▶ [Problem requirements]: Search the data for the word "sunglasses" and copy every line that contains it.

▶ [Natural-language object grounding data]:

· · · · ·

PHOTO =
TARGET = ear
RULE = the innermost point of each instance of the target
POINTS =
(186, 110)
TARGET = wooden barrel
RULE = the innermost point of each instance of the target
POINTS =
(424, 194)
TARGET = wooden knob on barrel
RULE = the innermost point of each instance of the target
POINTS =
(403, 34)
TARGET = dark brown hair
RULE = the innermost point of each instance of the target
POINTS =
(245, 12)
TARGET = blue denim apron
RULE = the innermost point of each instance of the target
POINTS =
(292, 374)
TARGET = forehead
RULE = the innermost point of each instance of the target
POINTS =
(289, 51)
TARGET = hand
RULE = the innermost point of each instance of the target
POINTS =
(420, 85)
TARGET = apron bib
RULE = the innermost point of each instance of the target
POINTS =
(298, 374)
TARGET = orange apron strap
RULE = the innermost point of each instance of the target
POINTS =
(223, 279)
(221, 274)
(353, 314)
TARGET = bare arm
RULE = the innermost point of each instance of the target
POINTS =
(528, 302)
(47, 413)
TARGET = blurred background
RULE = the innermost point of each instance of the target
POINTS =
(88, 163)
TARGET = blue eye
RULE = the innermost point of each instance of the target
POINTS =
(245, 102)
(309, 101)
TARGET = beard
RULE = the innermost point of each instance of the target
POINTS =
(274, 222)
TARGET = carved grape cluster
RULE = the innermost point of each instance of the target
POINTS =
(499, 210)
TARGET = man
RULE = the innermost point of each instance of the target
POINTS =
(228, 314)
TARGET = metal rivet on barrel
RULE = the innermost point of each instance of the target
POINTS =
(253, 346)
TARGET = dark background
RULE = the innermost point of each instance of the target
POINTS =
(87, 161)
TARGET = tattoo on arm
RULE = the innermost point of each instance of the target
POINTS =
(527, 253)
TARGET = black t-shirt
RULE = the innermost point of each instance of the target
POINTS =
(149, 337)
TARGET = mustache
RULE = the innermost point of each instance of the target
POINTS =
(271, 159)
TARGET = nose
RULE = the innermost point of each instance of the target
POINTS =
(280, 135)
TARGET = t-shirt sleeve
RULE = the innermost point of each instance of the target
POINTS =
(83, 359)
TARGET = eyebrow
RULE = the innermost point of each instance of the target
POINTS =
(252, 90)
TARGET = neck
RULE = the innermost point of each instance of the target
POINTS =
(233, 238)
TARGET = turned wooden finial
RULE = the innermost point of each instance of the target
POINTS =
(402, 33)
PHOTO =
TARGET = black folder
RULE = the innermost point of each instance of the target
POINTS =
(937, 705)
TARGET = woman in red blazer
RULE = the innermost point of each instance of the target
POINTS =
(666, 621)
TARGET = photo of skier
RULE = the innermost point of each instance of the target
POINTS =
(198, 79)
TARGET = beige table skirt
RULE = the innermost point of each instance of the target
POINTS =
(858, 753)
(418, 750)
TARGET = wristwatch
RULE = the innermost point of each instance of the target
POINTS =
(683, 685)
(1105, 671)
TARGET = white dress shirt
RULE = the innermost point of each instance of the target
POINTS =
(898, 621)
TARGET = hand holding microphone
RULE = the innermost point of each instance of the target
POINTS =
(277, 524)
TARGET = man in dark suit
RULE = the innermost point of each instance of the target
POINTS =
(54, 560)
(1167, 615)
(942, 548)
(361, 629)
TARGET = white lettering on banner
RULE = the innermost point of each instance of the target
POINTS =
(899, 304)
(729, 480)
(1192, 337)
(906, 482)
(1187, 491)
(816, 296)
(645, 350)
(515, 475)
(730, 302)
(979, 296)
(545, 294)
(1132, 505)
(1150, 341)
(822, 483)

· · · · ·

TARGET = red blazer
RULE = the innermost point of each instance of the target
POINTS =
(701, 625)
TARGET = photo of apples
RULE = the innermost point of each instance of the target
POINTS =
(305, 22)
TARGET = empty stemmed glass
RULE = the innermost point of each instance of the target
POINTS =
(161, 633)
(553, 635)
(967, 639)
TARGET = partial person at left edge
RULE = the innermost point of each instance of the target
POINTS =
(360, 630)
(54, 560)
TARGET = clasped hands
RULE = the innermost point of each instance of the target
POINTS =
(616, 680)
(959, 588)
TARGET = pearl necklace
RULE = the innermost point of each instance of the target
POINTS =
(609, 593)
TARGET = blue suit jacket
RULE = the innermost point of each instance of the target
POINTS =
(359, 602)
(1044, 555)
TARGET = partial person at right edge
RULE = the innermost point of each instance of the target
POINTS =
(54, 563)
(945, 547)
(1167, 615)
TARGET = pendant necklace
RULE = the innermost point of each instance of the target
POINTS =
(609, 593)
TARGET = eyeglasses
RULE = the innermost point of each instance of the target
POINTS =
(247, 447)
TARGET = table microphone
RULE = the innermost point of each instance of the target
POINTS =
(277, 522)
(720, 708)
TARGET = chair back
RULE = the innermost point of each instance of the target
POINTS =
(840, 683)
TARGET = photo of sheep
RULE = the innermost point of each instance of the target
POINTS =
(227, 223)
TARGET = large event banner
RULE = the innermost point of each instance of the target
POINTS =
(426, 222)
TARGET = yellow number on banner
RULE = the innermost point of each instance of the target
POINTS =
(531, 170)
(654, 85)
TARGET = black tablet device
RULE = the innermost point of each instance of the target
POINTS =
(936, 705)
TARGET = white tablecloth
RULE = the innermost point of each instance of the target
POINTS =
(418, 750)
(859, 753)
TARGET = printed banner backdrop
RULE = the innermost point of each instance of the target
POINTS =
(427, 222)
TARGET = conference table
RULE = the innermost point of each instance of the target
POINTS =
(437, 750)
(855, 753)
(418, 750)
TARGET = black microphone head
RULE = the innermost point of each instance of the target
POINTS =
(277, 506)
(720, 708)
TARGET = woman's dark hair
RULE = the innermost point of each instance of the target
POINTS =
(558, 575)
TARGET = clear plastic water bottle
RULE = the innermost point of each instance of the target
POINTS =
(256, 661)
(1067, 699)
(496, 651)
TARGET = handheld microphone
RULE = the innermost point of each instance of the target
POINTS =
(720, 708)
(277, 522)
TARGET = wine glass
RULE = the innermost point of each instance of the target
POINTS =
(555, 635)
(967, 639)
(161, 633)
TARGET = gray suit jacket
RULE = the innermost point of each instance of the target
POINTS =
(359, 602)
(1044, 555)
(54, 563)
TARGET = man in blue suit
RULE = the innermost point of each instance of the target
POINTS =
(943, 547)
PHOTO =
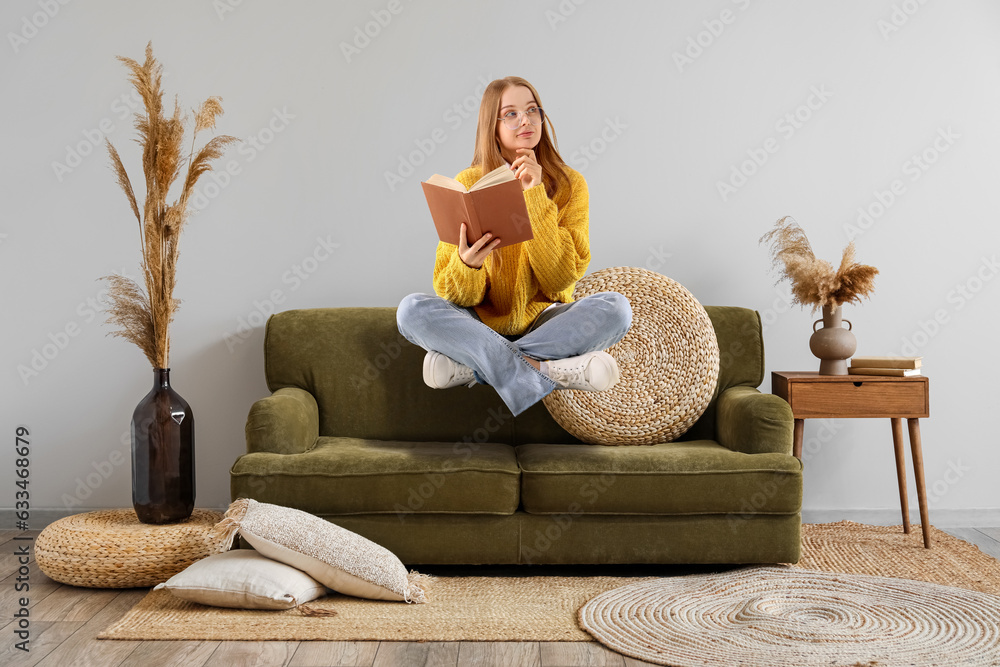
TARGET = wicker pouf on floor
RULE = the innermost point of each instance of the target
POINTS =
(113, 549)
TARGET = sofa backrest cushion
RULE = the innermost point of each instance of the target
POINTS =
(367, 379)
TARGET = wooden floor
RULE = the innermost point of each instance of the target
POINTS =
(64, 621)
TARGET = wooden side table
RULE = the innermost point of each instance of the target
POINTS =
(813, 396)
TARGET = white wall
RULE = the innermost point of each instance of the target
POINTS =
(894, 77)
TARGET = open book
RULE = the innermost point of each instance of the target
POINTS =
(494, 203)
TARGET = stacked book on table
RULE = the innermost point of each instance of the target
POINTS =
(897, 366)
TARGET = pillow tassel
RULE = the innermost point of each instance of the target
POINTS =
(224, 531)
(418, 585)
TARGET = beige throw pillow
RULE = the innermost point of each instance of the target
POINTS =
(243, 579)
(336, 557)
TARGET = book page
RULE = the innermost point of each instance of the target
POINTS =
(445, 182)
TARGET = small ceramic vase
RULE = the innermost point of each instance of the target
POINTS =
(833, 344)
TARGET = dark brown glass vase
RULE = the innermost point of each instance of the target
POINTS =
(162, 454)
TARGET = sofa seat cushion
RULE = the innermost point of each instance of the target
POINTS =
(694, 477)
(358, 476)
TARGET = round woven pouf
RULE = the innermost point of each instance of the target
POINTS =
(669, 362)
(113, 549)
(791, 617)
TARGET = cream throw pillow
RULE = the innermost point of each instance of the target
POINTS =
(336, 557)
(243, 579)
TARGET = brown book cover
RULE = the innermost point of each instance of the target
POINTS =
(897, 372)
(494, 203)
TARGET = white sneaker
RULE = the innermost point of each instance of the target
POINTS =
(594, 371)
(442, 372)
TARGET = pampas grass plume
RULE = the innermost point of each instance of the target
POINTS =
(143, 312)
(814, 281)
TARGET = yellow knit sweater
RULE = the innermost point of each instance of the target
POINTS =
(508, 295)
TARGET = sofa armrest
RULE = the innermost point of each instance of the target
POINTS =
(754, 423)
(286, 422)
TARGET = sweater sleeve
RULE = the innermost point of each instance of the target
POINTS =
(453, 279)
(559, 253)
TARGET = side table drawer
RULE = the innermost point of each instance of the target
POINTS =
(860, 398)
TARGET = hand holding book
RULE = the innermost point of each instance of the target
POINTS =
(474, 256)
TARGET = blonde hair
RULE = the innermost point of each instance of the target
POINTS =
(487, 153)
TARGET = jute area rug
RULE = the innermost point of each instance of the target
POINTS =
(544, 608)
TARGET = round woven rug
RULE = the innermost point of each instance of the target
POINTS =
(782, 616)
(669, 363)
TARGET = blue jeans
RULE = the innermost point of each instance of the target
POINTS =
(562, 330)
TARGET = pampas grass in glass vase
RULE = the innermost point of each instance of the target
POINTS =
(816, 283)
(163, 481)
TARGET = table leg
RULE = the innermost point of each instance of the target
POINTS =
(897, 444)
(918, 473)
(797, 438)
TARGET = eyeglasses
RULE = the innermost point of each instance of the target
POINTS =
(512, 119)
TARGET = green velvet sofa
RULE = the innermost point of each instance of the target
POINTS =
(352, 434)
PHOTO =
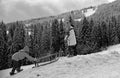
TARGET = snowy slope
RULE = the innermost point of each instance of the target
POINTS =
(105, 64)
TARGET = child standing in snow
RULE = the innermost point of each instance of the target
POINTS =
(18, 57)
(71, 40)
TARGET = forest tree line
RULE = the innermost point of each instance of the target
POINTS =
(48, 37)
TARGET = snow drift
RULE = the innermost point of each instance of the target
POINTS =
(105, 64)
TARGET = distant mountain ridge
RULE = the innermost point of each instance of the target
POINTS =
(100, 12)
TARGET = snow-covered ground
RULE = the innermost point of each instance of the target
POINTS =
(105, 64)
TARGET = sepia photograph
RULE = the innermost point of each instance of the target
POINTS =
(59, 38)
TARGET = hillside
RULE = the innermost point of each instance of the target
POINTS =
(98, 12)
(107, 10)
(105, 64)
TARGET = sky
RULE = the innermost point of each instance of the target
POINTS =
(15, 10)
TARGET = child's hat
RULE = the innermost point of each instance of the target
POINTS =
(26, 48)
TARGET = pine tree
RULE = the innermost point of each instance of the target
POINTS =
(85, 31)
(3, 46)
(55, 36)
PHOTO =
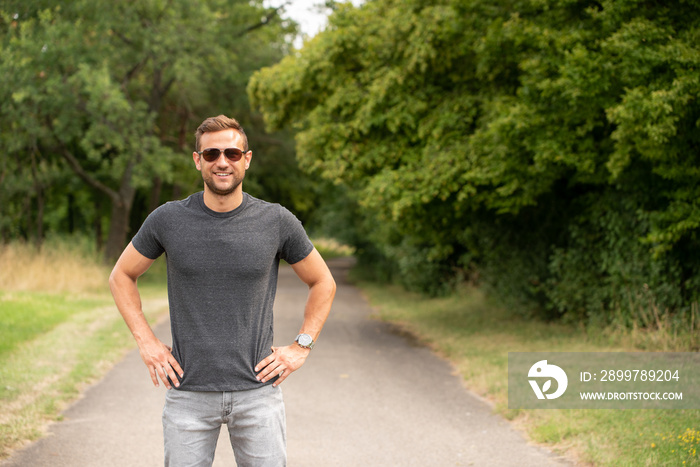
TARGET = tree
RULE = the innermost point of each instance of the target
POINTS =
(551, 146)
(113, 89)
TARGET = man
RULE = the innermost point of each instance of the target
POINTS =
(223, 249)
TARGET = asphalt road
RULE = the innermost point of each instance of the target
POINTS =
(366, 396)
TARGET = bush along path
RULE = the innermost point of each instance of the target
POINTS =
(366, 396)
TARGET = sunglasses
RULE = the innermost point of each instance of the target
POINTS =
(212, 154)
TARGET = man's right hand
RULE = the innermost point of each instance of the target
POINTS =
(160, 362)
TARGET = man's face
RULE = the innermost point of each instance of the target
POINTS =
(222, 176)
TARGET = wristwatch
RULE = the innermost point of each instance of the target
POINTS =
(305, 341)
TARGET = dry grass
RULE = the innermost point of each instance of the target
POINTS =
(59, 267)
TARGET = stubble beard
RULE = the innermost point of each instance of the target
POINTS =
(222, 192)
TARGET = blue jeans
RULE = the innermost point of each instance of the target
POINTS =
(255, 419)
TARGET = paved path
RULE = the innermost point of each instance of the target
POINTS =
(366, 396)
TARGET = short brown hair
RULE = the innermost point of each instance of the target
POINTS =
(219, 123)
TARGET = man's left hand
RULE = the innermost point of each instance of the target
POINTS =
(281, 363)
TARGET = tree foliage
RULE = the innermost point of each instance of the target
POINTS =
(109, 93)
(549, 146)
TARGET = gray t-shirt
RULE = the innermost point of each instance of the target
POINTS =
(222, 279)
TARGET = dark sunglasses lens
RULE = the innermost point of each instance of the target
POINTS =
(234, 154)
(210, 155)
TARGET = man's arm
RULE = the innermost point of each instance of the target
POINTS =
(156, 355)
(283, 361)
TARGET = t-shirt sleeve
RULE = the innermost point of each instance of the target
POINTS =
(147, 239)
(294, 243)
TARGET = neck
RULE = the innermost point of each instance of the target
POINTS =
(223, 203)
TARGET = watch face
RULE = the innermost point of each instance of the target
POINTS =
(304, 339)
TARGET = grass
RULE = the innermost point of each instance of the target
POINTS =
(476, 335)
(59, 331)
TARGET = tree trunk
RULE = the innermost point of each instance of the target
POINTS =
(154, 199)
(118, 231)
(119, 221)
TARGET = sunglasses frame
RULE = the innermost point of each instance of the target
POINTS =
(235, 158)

· · · · ·

▶ [Solution to this task]:
TARGET = sunglasses
TARGET = dark sunglasses lens
TARGET = sunglasses frame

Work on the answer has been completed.